Work instructions:
Update the listing below by changing every "rough mask" to "coarse mask", leaving everything else unchanged. Omit the pictures from your output.
Top of Dataset records
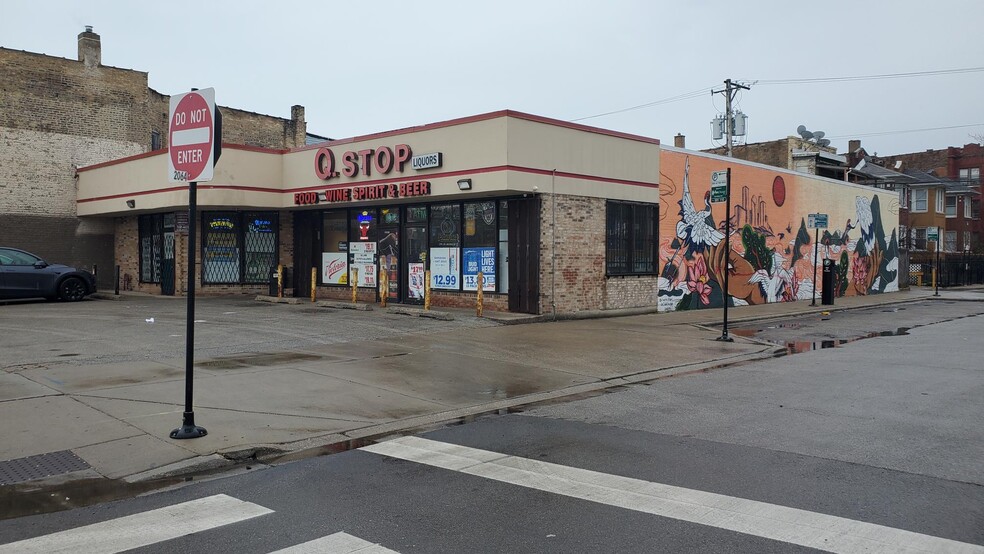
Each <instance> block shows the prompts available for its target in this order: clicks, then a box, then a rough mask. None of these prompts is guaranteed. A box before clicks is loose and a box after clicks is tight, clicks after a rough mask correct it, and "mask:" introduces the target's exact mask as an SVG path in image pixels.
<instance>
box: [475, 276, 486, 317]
mask: <svg viewBox="0 0 984 554" xmlns="http://www.w3.org/2000/svg"><path fill="white" fill-rule="evenodd" d="M484 284H485V276H484V275H482V272H481V271H479V272H478V298H477V299H476V302H475V315H476V316H478V317H482V294H483V291H482V289H483V288H485V287H484V286H483V285H484Z"/></svg>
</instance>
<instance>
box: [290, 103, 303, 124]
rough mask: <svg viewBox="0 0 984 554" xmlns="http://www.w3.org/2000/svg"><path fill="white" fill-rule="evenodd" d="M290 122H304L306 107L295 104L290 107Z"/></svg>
mask: <svg viewBox="0 0 984 554" xmlns="http://www.w3.org/2000/svg"><path fill="white" fill-rule="evenodd" d="M290 120H291V121H304V106H301V105H300V104H295V105H293V106H291V107H290Z"/></svg>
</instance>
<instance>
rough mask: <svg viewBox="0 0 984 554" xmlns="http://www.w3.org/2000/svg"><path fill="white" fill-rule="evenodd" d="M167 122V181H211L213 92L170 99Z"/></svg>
mask: <svg viewBox="0 0 984 554" xmlns="http://www.w3.org/2000/svg"><path fill="white" fill-rule="evenodd" d="M168 122H169V123H168V141H167V144H168V149H169V152H168V153H169V156H168V166H167V171H168V181H171V182H189V181H211V180H212V173H213V169H214V165H215V162H214V160H213V159H212V155H213V141H214V139H215V89H213V88H206V89H202V90H196V91H192V92H186V93H184V94H176V95H174V96H172V97H171V105H170V109H169V110H168Z"/></svg>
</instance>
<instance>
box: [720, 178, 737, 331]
mask: <svg viewBox="0 0 984 554" xmlns="http://www.w3.org/2000/svg"><path fill="white" fill-rule="evenodd" d="M726 196H727V199H726V200H725V205H724V290H722V291H721V297H722V298H723V299H724V326H723V327H722V328H721V336H720V337H718V339H717V340H720V341H725V342H734V340H735V339H733V338H731V337H729V336H728V301H729V300H731V295H730V294H729V293H728V290H729V289H728V275H729V274H730V273H731V168H730V167H729V168H728V182H727V191H726Z"/></svg>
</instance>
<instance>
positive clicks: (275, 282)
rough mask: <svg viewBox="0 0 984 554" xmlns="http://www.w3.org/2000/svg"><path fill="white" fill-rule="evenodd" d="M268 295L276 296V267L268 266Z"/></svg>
mask: <svg viewBox="0 0 984 554" xmlns="http://www.w3.org/2000/svg"><path fill="white" fill-rule="evenodd" d="M269 294H270V296H277V268H276V267H272V268H270V290H269Z"/></svg>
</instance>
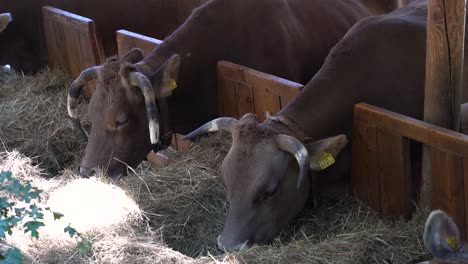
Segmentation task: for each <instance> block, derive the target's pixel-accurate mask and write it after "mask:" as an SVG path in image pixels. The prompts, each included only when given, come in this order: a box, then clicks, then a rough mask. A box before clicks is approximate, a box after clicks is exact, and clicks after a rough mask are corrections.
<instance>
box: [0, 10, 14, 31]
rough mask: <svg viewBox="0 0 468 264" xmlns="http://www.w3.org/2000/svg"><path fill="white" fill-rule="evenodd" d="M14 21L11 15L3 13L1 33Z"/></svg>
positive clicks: (1, 18) (1, 20)
mask: <svg viewBox="0 0 468 264" xmlns="http://www.w3.org/2000/svg"><path fill="white" fill-rule="evenodd" d="M11 20H12V18H11V14H10V13H3V14H0V32H2V31H3V30H4V29H5V28H6V26H7V25H8V23H10V22H11Z"/></svg>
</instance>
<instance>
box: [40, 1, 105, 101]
mask: <svg viewBox="0 0 468 264" xmlns="http://www.w3.org/2000/svg"><path fill="white" fill-rule="evenodd" d="M42 16H43V23H44V33H45V39H46V45H47V52H48V58H49V66H50V67H61V68H63V69H64V70H65V71H67V72H68V73H69V74H70V75H71V76H72V77H77V76H78V75H79V74H80V73H81V72H82V71H83V70H84V69H86V68H88V67H91V66H95V65H99V64H101V63H102V62H103V61H104V59H105V58H104V53H103V50H102V43H100V42H99V41H98V38H97V37H96V31H95V29H94V23H93V21H92V20H90V19H88V18H85V17H82V16H78V15H75V14H73V13H69V12H66V11H63V10H60V9H57V8H54V7H50V6H44V7H43V8H42ZM94 88H95V85H94V84H93V83H90V84H88V85H87V86H86V87H85V88H84V93H85V95H86V96H90V95H91V94H92V92H93V91H94Z"/></svg>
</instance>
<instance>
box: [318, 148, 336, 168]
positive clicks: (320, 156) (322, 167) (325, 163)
mask: <svg viewBox="0 0 468 264" xmlns="http://www.w3.org/2000/svg"><path fill="white" fill-rule="evenodd" d="M333 163H335V159H334V158H333V156H332V155H331V154H330V153H328V152H323V153H322V154H320V159H319V165H320V168H321V169H322V170H324V169H326V168H328V167H330V166H331V165H333Z"/></svg>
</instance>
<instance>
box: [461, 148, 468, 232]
mask: <svg viewBox="0 0 468 264" xmlns="http://www.w3.org/2000/svg"><path fill="white" fill-rule="evenodd" d="M463 185H464V192H463V193H464V195H465V225H464V227H465V233H464V235H465V236H464V239H463V240H465V241H467V240H468V193H466V192H467V190H468V157H463ZM462 234H463V233H462Z"/></svg>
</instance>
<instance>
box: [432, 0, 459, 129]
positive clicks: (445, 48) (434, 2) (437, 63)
mask: <svg viewBox="0 0 468 264" xmlns="http://www.w3.org/2000/svg"><path fill="white" fill-rule="evenodd" d="M464 35H465V0H450V1H446V0H430V1H429V5H428V20H427V49H426V89H425V108H424V120H425V121H427V122H429V123H431V124H435V125H438V126H441V127H445V128H450V129H452V130H455V131H459V129H460V104H461V89H462V79H463V50H464Z"/></svg>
Bottom of Dataset records
Problem solution:
Each <instance> block shows the prompts available for its target in this order: clicks, then a box, then a coarse mask. None of these prompts is guaranteed. A box before clicks is loose and a box after clicks is tight, clicks after a coarse mask correct it, and "mask:" introduces the target's exact mask as an SVG path in image pixels.
<instance>
box: [475, 276, 486, 317]
mask: <svg viewBox="0 0 984 554" xmlns="http://www.w3.org/2000/svg"><path fill="white" fill-rule="evenodd" d="M484 284H485V276H484V275H482V272H481V271H479V272H478V298H477V299H476V302H475V315H476V316H478V317H482V294H483V291H482V289H483V288H485V287H484V286H483V285H484Z"/></svg>
</instance>
<instance>
box: [290, 103, 303, 124]
coarse mask: <svg viewBox="0 0 984 554" xmlns="http://www.w3.org/2000/svg"><path fill="white" fill-rule="evenodd" d="M290 122H304L306 107L295 104L290 107Z"/></svg>
mask: <svg viewBox="0 0 984 554" xmlns="http://www.w3.org/2000/svg"><path fill="white" fill-rule="evenodd" d="M290 120H291V121H304V106H301V105H300V104H295V105H293V106H291V107H290Z"/></svg>
</instance>
<instance>
coarse mask: <svg viewBox="0 0 984 554" xmlns="http://www.w3.org/2000/svg"><path fill="white" fill-rule="evenodd" d="M167 122V181H211L213 92L170 99Z"/></svg>
mask: <svg viewBox="0 0 984 554" xmlns="http://www.w3.org/2000/svg"><path fill="white" fill-rule="evenodd" d="M168 122H169V123H168V141H167V144H168V149H169V152H168V153H169V156H168V166H167V171H168V181H171V182H189V181H211V180H212V173H213V169H214V165H215V162H214V160H213V159H212V155H213V141H214V139H215V89H213V88H206V89H202V90H196V91H192V92H186V93H184V94H176V95H174V96H172V97H171V105H170V109H169V110H168Z"/></svg>
</instance>
<instance>
box: [720, 178, 737, 331]
mask: <svg viewBox="0 0 984 554" xmlns="http://www.w3.org/2000/svg"><path fill="white" fill-rule="evenodd" d="M726 196H727V199H726V200H725V205H724V290H722V291H721V297H722V298H723V299H724V326H723V327H722V328H721V336H720V337H718V339H717V340H720V341H725V342H734V340H735V339H733V338H731V337H729V336H728V301H729V300H731V295H730V294H729V293H728V290H729V289H728V275H729V274H730V273H731V168H730V167H729V168H728V182H727V191H726Z"/></svg>
</instance>
<instance>
positive clicks: (275, 282)
coarse mask: <svg viewBox="0 0 984 554" xmlns="http://www.w3.org/2000/svg"><path fill="white" fill-rule="evenodd" d="M268 295L276 296V267L268 266Z"/></svg>
mask: <svg viewBox="0 0 984 554" xmlns="http://www.w3.org/2000/svg"><path fill="white" fill-rule="evenodd" d="M269 294H270V296H277V268H276V267H272V268H270V290H269Z"/></svg>
</instance>
Segmentation task: for each <instance> block, derive the target's pixel-accurate mask and write it after "mask:" as an SVG path in image pixels. The prompts, each included only when given, come in this order: a box, then clicks, then a coarse mask. A box before clicks is approximate, a box after clicks is exact, and clicks after a coarse mask are corrections.
<instance>
box: [0, 10, 14, 31]
coarse mask: <svg viewBox="0 0 468 264" xmlns="http://www.w3.org/2000/svg"><path fill="white" fill-rule="evenodd" d="M14 21L11 15L3 13L1 33Z"/></svg>
positive clicks: (1, 18) (1, 20)
mask: <svg viewBox="0 0 468 264" xmlns="http://www.w3.org/2000/svg"><path fill="white" fill-rule="evenodd" d="M11 20H12V18H11V14H10V13H3V14H0V32H2V31H3V30H4V29H5V28H6V26H7V25H8V23H10V22H11Z"/></svg>
</instance>
<instance>
box: [40, 1, 105, 101]
mask: <svg viewBox="0 0 468 264" xmlns="http://www.w3.org/2000/svg"><path fill="white" fill-rule="evenodd" d="M42 16H43V23H44V33H45V39H46V45H47V52H48V58H49V66H50V67H61V68H63V69H64V70H65V71H67V72H68V73H69V74H70V75H71V76H72V77H77V76H78V75H79V74H80V73H81V72H82V71H83V70H84V69H86V68H88V67H91V66H95V65H99V64H101V63H102V62H103V61H104V59H105V58H104V53H103V50H102V43H100V42H99V41H98V38H97V37H96V31H95V29H94V23H93V21H92V20H90V19H88V18H85V17H82V16H78V15H75V14H73V13H69V12H66V11H63V10H60V9H57V8H54V7H50V6H44V7H43V8H42ZM94 88H95V85H94V84H93V83H90V84H88V85H87V86H86V87H85V88H84V93H85V95H86V96H90V95H91V94H92V92H93V91H94Z"/></svg>
</instance>
<instance>
box: [318, 148, 336, 168]
positive clicks: (320, 156) (322, 167) (325, 163)
mask: <svg viewBox="0 0 468 264" xmlns="http://www.w3.org/2000/svg"><path fill="white" fill-rule="evenodd" d="M333 163H335V159H334V158H333V156H332V155H331V154H330V153H328V152H323V153H322V154H320V159H319V165H320V168H321V169H322V170H324V169H326V168H328V167H330V166H331V165H333Z"/></svg>
</instance>
<instance>
box: [461, 148, 468, 232]
mask: <svg viewBox="0 0 468 264" xmlns="http://www.w3.org/2000/svg"><path fill="white" fill-rule="evenodd" d="M463 185H464V192H463V193H464V195H465V225H464V227H465V233H464V235H465V236H464V239H463V240H465V241H467V240H468V193H466V192H467V190H468V157H463ZM462 234H463V233H462Z"/></svg>
</instance>
<instance>
box: [432, 0, 459, 129]
positive clicks: (445, 48) (434, 2) (437, 63)
mask: <svg viewBox="0 0 468 264" xmlns="http://www.w3.org/2000/svg"><path fill="white" fill-rule="evenodd" d="M464 35H465V0H450V1H446V0H430V1H429V5H428V20H427V49H426V89H425V108H424V120H425V121H427V122H429V123H431V124H435V125H438V126H441V127H445V128H450V129H452V130H455V131H459V129H460V104H461V89H462V79H463V50H464Z"/></svg>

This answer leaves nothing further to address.